- Required work
Print all the data, keeping every line exactly as it is.
>> Start Data shown
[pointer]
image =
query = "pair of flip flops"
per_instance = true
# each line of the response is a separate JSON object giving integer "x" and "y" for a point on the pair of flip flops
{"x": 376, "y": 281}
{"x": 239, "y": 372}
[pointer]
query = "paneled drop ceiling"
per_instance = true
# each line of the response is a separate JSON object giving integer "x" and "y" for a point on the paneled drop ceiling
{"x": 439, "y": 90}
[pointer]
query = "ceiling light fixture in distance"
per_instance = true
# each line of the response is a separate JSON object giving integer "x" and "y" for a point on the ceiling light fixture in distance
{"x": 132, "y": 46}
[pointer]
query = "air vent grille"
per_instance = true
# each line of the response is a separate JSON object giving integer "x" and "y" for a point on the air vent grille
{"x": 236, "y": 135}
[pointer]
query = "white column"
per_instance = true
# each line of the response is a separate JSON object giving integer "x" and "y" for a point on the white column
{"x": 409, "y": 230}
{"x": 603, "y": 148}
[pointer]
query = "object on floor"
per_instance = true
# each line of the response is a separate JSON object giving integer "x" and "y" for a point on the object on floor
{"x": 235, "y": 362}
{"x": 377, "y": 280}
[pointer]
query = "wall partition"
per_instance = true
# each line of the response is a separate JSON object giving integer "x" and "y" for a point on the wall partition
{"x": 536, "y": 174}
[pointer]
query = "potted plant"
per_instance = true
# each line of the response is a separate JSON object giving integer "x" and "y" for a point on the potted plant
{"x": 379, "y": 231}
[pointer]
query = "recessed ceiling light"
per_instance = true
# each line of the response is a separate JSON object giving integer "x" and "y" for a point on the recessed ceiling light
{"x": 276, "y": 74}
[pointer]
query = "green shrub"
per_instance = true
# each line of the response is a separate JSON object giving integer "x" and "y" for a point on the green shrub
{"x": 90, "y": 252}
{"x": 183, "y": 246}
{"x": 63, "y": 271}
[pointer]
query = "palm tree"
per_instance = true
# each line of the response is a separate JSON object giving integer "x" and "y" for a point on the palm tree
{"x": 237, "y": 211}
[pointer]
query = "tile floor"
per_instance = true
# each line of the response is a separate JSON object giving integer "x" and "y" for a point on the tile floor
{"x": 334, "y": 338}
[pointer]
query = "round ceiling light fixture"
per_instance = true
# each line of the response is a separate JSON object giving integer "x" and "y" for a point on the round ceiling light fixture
>> End Data shown
- Exercise solution
[pointer]
image =
query = "pair of flip flops"
per_instance = true
# each line of the response is a separate JSON object giving integer "x" and "y" for a point on the pair of flip flops
{"x": 376, "y": 281}
{"x": 239, "y": 372}
[pointer]
query = "paneled drop ceiling"
per_instance = true
# each line of the response is a separate JSON object giving integer "x" and "y" for a point on the paneled drop ceiling
{"x": 439, "y": 90}
[pointer]
query = "ceiling light fixture in distance"
per_instance = true
# each line of the response is a separate JSON object giving integer "x" and "y" for a point on the ceiling light fixture in distance
{"x": 132, "y": 46}
[pointer]
query = "air vent grille"
per_instance = true
# each line of the response is a separate JSON object giving integer "x" and "y" for a point on the air vent grille
{"x": 236, "y": 135}
[pointer]
query = "white column"
per_instance = true
# each line of the response is a separate JSON object giving integer "x" and "y" for a point on the white column
{"x": 409, "y": 230}
{"x": 603, "y": 148}
[pointer]
query = "object on floor"
per_instance = true
# each line of the response is a separate JSON object giving integer "x" and "y" for a point on the object on floor
{"x": 235, "y": 362}
{"x": 377, "y": 280}
[pointer]
query = "wall partition"
per_instance = true
# each line of the response is a separate JSON object giving integer "x" and "y" for a point on the wall partition
{"x": 536, "y": 174}
[pointer]
query = "potted plant"
per_instance = true
# each line of the response is a separate JSON object giving integer "x" and "y" for a point on the potted plant
{"x": 379, "y": 231}
[pointer]
query = "recessed ceiling light"
per_instance = true
# each line of the response is a separate JSON object giving integer "x" and "y" for a point on the recessed ceiling light
{"x": 276, "y": 74}
[pointer]
query = "green shrub"
per_instance = true
# each line of the response is a separate JSON object giving integer "x" and "y" for a point on the green shrub
{"x": 90, "y": 252}
{"x": 183, "y": 246}
{"x": 63, "y": 271}
[pointer]
query = "palm tree"
per_instance = true
# each line of the response is a separate JSON object giving integer "x" and "y" for a point on the palm tree
{"x": 237, "y": 211}
[pointer]
query = "tile floor"
per_instance = true
# each line of the response is a separate JSON object giving integer "x" and "y" for a point on the tile floor
{"x": 334, "y": 338}
[pointer]
query = "round ceiling light fixture"
per_instance = true
# each line of the response is a separate JSON object giving integer "x" and "y" for a point on the round ceiling light fixture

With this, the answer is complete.